## Work item
Continue the text below on context rot and long-horizon agent techniques, picking up right after its final sentence.

## Source text
▬▬▬
Context rot: the constraint behind the techniques
Context rot is the empirical phenomenon that as the number of tokens grows, the model's ability to accurately recall information from the context decreases -- "needle-in-a-haystack degradation". Two causes stack:
- O(n^2) attention. Every token attends to every other token, so the attention budget gets stretched thin as context grows.
- Training-data distribution. Short sequences dominate training data, so models have less experience with context-wide dependencies.
The consequence: bigger context windows are not a solution. Context is a finite resource with diminishing returns, and performance is a gradient, not a cliff. A practitioner framing calls the productive range the "Smart Zone" (first ~100k tokens) and the degraded range the "Dumb Zone".
Long-horizon techniques
When a task outgrows a single clean window, four techniques (which combine well) keep an agent coherent:
| Technique | What it does | Best for |
|---|---|---|
| Context compaction | Summarize a near-full conversation and reinitialize with the summary | Conversational flow with extensive back-and-forth |
| Structured note-taking | Agent writes to a persistent store outside the window and reads it back | Iterative work with clear milestones |
| Sub-agent architecture | A lead agent delegates to sub-agents that explore in clean windows and return distilled summaries | Complex research where parallel exploration pays off |
| Just-in-time context | Keep lightweight references (paths, queries, links); load data on demand via tools | Codebases and file systems where structure carries signal |
- Compaction keeps architectural decisions, unresolved bugs, and key details while discarding redundant tool outputs. Maximize recall first, then improve precision. Clearing stale tool results is its safest, lightest-touch form.
▬▬▬
## Data section

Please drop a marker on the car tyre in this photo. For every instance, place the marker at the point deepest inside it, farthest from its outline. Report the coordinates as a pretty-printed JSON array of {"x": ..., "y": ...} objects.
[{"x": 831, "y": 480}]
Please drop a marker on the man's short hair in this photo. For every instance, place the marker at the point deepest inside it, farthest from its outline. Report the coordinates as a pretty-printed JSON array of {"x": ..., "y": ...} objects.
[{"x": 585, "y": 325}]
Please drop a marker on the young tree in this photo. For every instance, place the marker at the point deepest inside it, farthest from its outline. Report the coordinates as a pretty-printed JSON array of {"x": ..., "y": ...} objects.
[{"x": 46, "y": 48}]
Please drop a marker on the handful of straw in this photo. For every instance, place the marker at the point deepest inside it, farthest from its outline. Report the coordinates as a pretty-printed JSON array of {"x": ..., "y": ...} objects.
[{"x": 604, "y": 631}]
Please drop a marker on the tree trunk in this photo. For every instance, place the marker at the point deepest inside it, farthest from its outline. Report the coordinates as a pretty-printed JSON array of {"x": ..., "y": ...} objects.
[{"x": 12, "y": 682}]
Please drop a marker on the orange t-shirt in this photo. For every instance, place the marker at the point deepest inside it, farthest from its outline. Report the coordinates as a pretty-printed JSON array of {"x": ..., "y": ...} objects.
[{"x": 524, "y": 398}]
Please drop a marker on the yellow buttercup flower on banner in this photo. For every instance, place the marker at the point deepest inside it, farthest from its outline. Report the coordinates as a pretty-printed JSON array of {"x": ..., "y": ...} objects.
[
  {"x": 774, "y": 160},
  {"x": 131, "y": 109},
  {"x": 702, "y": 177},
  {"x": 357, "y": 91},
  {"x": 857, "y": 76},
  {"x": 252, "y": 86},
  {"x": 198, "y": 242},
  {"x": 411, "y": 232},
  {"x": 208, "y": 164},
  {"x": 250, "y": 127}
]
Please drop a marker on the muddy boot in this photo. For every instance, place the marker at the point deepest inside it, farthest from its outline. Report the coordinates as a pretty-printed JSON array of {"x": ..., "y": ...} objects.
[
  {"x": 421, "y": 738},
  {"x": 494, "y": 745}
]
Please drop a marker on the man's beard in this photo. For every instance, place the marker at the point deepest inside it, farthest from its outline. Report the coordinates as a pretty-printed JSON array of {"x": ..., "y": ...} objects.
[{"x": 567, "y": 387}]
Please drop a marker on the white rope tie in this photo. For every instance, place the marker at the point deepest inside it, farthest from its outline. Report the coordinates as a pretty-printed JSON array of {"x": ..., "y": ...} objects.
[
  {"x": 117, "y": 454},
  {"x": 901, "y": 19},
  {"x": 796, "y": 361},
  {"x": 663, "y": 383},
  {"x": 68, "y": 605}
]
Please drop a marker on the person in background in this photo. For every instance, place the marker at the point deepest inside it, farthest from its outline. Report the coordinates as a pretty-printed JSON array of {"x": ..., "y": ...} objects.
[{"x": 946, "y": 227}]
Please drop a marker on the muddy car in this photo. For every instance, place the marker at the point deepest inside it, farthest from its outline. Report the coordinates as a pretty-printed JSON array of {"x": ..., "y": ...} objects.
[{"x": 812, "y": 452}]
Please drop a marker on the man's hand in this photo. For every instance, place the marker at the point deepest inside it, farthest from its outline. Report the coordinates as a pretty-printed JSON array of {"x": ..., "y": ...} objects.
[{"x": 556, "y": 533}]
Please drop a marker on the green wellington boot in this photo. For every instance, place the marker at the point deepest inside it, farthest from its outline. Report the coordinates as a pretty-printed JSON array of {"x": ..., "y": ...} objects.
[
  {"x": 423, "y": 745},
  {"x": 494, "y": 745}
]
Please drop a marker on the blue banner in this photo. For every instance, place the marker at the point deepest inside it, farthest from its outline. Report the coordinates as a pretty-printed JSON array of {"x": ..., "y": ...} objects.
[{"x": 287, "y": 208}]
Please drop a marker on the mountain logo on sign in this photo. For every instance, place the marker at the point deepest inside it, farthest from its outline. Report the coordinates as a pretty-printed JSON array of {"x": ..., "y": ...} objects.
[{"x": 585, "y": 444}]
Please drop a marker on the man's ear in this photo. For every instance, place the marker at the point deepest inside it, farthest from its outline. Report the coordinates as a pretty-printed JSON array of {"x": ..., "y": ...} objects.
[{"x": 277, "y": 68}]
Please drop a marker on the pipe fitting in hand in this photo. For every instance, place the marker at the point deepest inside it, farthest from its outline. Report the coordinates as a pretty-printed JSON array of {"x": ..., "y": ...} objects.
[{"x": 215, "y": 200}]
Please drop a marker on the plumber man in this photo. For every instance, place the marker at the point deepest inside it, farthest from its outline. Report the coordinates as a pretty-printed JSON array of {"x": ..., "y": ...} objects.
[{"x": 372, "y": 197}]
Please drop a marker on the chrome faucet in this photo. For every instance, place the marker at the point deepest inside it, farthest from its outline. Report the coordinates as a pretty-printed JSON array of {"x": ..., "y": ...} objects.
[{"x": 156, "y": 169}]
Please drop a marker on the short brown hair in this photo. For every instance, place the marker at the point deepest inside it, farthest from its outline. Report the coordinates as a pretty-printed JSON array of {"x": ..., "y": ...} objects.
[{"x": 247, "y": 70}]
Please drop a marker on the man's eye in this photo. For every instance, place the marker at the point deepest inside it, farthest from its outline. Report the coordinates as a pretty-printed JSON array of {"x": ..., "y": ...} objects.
▬▬▬
## Answer section
- Structured note-taking is as simple as a
NOTES.mdscratchpad the agent reads and writes -- the approach behind agents that sustain multi-hour tasks across context resets. - Sub-agents isolate detailed search context so the lead agent only synthesizes distilled results.
- Just-in-time retrieval mirrors human cognition: we navigate file systems and bookmarks rather than memorizing a corpus. The trade-off is that runtime exploration is slower than pre-computed retrieval, so hybrid strategies (some data up front, exploration at runtime) are the default for capable agents. This is the trend pulling agent design away from pure pre-inference RAG.
- Agent skills apply the same progressive-disclosure principle to workflows: only name and description load at startup; full instructions enter context when a task matches.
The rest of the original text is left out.